> **Text shown**

Skip to content

AI-Tables in PostgreSQL - get neural-network-based predictions using simple SQL queries

Anyone that has dealt with Machine Learning understands that data is a fundamental ingredient to it. Given that a great deal of the world’s organized data already exists inside databases, doesn't it make sense to bring machine learning capabilities straight to the database itself? Bringing Machine Learning to those who know their data best can significantly augment the capacity to solve important problems. To do so, we have developed a concept called AI-Tables.

What are AI Tables?

AI-Tables differ from normal tables in that they can generate predictions upon being queried and can return such predictions as if they were data that existed in the table. Simply put, an AI-Table allows you to use machine learning models as if they were normal database tables, in something that in plain SQL looks like this:

SELECT <predicted_variable> FROM <ML_model> WHERE <conditions>

Now, in this tutorial, you will get step-by-step instructions on how to enable AI-Tables in your database and how to build, train and query a Machine Learning model by only using SQL statements!

> **Stated exercise 1**
Which angle-bracket placeholders appear in the SQL statement on the AI-Tables in PostgreSQL page? List every one.
> **Stated exercise 2**
Could you carry the AI-Tables in PostgreSQL page forward from its final sentence, starting the promised step-by-step instructions?

> **Provided data**
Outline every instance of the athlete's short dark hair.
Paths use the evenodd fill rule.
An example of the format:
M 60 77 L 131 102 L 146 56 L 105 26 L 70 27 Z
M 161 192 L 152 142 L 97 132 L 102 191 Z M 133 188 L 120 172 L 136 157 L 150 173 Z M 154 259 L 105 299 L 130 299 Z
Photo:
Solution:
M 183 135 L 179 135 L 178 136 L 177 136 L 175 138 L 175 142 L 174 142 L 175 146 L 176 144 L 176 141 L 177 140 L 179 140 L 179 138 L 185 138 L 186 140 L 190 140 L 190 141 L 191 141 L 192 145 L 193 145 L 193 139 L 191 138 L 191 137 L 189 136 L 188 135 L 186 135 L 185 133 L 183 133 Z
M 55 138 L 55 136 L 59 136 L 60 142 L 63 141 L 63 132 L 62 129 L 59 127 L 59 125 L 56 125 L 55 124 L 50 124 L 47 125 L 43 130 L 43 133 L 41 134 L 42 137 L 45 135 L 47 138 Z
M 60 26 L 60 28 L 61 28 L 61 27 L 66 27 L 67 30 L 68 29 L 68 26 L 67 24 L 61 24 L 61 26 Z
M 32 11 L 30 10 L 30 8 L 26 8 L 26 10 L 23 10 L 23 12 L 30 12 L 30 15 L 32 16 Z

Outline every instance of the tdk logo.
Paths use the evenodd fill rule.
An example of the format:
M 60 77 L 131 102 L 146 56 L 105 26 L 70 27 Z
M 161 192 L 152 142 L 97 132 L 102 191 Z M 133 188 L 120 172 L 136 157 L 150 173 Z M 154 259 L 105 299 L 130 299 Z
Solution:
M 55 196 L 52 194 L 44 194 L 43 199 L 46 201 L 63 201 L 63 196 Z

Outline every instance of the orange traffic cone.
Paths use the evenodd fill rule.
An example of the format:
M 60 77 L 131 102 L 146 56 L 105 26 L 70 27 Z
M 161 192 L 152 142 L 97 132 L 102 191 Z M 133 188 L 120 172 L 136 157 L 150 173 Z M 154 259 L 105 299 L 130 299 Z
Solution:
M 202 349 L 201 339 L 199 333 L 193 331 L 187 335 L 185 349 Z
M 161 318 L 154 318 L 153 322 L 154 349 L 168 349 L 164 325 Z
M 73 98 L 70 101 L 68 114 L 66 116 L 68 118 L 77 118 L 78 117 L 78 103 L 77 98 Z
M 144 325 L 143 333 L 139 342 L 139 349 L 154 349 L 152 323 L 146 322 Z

> **Reply 1**
<predicted_variable>, <ML_model>, <conditions>

> **Reply 2**
How to install PostgreSQL

If you don’t have PostgreSQL installed, you can download the installers for various platforms from the official documentation.

Example dataset

In this tutorial, we will use the Airline Passenger Satisfaction dataset. If you have other datasets in your PostgreSQL database, please skip this section. This dataset contains airline passenger satisfaction survey data, and we will try to predict passenger satisfaction based on the other factors in the data.

Import dataset to PostgreSQL

First, let's create a us_consumption table.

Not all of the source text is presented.